--- What the exercise asks ---
Reproduce only the lines from the one containing "for white eyebrow" down to the end of the data, both ends included and requests kept. Scale every bounding-box coordinate in the answers by 1.4, rounding to whole numbers with halves rounded up, and leave the numbers in the requests and their sample boxes unchanged.

--- Information provided ---
------

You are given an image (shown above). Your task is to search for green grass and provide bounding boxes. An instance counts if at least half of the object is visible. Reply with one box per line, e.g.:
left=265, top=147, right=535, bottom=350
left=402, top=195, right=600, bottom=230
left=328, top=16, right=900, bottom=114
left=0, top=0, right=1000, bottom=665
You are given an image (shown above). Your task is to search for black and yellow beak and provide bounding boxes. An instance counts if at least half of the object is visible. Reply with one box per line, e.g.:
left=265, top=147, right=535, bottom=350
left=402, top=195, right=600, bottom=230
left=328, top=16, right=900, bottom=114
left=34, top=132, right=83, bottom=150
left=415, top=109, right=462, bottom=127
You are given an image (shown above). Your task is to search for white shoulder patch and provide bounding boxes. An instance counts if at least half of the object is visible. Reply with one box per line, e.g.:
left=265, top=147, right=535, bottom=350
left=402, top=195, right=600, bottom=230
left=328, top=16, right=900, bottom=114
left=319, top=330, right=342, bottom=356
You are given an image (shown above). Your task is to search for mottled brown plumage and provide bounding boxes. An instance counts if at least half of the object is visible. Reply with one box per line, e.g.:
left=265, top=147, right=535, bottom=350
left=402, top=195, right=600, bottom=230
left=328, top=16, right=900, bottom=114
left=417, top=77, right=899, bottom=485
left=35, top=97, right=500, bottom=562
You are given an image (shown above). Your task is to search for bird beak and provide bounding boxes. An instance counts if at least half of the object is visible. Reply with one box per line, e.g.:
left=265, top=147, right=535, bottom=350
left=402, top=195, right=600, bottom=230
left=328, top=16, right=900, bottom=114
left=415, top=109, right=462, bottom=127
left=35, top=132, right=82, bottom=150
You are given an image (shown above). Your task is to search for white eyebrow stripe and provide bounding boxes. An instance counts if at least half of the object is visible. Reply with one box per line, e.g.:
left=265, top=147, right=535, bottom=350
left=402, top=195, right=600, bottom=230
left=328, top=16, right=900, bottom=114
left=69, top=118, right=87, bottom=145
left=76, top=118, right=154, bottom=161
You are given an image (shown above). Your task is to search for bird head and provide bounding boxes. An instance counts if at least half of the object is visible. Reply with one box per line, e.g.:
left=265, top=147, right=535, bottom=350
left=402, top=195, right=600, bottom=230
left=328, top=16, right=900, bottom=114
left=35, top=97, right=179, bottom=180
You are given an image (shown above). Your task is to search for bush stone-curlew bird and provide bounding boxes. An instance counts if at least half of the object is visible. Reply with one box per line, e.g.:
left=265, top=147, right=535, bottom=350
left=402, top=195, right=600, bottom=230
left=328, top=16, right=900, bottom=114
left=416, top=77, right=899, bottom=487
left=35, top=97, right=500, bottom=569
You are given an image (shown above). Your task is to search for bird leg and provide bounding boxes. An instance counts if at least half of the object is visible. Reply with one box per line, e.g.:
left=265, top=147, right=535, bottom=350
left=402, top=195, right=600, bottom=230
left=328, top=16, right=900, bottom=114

------

--- Complete output ---
You are given an image (shown above). Your task is to search for white eyebrow stripe and provide bounding boxes. An instance counts if at least half of the object is visible. Reply with one box per line, e.g.:
left=265, top=147, right=535, bottom=350
left=402, top=195, right=600, bottom=230
left=328, top=16, right=900, bottom=114
left=97, top=165, right=122, bottom=203
left=106, top=165, right=216, bottom=225
You are given an image (shown above). Your task is to search for bird head and provide bounding boxes. An instance counts if at least half of the object is visible. Reply with one box per line, e.g.:
left=265, top=147, right=535, bottom=350
left=402, top=195, right=600, bottom=230
left=328, top=16, right=900, bottom=114
left=49, top=136, right=251, bottom=252
You are given an image (shown above). Your task is to search for bush stone-curlew bird and provide bounding boxes. An instance counts if at least half of the object is visible. Reply with one box per line, e.g.:
left=265, top=147, right=535, bottom=350
left=402, top=195, right=600, bottom=230
left=328, top=16, right=900, bottom=114
left=582, top=108, right=1259, bottom=682
left=49, top=136, right=700, bottom=797
You are given an image (shown above). Your task is to search for bird leg and provide bounding boxes. An instance counts if at least half of the object is visible. Reply with one box per line, e.g.:
left=265, top=147, right=535, bottom=350
left=402, top=195, right=600, bottom=230
left=328, top=16, right=900, bottom=114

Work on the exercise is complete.